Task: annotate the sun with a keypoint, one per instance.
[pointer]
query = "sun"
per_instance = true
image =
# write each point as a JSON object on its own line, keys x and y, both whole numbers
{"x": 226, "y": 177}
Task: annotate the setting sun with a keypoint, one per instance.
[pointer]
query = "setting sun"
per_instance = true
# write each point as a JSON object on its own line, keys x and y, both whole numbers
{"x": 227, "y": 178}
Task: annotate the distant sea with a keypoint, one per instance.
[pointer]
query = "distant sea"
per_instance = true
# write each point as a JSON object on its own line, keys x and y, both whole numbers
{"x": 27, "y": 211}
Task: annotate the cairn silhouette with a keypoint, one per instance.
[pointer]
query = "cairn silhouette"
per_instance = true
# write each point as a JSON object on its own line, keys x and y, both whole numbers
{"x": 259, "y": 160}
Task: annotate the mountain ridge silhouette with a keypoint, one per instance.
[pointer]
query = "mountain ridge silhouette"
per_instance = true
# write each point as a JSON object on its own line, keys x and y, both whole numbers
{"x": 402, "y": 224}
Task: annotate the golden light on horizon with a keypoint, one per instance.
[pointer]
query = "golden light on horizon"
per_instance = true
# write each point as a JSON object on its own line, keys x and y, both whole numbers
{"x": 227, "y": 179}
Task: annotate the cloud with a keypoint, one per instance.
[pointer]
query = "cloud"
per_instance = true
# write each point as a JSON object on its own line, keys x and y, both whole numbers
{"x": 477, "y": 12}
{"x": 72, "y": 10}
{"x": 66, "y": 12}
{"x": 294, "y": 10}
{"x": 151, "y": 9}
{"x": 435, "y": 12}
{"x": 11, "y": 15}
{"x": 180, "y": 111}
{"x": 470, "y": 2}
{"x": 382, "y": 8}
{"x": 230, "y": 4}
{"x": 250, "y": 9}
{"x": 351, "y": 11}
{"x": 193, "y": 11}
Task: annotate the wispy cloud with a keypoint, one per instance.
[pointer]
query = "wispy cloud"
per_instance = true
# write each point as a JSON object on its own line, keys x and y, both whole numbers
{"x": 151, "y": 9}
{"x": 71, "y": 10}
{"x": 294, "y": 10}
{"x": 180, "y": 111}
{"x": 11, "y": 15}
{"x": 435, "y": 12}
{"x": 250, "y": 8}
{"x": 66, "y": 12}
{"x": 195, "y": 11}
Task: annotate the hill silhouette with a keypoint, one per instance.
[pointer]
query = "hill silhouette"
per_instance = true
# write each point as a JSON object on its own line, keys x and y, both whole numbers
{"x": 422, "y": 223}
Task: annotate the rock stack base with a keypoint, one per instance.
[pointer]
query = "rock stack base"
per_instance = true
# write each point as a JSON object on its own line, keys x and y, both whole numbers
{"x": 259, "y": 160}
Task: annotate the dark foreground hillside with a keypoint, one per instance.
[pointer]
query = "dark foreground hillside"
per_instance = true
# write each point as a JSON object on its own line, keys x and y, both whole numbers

§ **EXERCISE OBJECTIVE**
Filter the records down to the lines containing the word "rock", and copy those.

§ **TASK SOLUTION**
Task: annotate the rock stack base with a keypoint, one per instance.
query = "rock stack base"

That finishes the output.